What is needed here is an exact copy of every entry.

[Opening Data to process section]

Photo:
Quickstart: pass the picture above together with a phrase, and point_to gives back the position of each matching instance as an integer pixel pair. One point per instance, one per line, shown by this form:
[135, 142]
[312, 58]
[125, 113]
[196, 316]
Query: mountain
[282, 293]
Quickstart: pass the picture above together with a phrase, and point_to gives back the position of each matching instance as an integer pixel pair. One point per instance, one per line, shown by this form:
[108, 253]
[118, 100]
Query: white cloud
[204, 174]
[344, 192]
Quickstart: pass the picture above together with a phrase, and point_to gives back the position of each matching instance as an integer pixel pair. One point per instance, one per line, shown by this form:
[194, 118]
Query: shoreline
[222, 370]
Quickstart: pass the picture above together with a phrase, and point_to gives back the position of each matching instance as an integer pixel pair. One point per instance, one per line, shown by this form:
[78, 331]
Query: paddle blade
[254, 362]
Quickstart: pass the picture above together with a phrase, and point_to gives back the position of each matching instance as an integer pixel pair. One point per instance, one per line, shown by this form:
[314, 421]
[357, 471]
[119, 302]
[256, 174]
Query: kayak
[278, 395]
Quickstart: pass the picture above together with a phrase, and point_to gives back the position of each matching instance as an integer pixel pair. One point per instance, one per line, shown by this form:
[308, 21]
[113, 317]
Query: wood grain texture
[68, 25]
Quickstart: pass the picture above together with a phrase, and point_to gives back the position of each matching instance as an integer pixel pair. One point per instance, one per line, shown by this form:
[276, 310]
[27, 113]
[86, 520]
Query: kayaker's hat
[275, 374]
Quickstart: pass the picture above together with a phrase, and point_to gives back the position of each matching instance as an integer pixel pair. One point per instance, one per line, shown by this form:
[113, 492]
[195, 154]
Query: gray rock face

[Closing Data to process section]

__Result of the task__:
Photo:
Quickstart: pass the picture above together with a phrase, and point_to gives back the position of each matching instance as an integer pixel pair. One point per instance, one per line, shown by this form:
[135, 142]
[312, 58]
[125, 113]
[196, 316]
Query: mountain
[282, 293]
Quickstart: pass the picture above together with a phrase, and point_to gives back the position of each matching instance as an integer pixel pair. One point per instance, one per line, shown by this form:
[108, 253]
[118, 100]
Query: white cloud
[204, 174]
[344, 192]
Quickstart: pass the picture above together with a phrase, and point_to gives back the position of each matching instance as an integer pixel pair. One point per instance, one per line, shown by this form:
[194, 118]
Query: shoreline
[222, 370]
Quickstart: pass the picture above together with a phrase, and point_to gives back the position of each matching instance as an integer pixel pair. One point per instance, one per line, shown by this form:
[78, 331]
Query: paddle blade
[254, 362]
Quickstart: pass the picture above together with a phrase, and point_to gives back the position of each matching instance as an integer pixel pair. One point per instance, one per line, shown by this form:
[314, 421]
[357, 471]
[119, 302]
[256, 174]
Query: kayak
[278, 395]
Quickstart: pass the picture above together with a phrase, and point_to gives back the position of each matching instance as an integer pixel pair. One point per instance, one per line, shown by this form:
[308, 21]
[113, 317]
Query: wood grain texture
[68, 25]
Quickstart: pass the picture above together with a phrase, and point_to gives back the position of each matching instance as an integer pixel pair. One point per instance, one per line, shown by this form:
[276, 310]
[27, 113]
[86, 520]
Query: kayaker's hat
[275, 374]
Quickstart: pass the picture above together with a phrase, and point_to gives back the position of each matching instance as an integer pixel pair. One point per instance, one per line, shown by this form:
[113, 492]
[195, 154]
Query: gray rock face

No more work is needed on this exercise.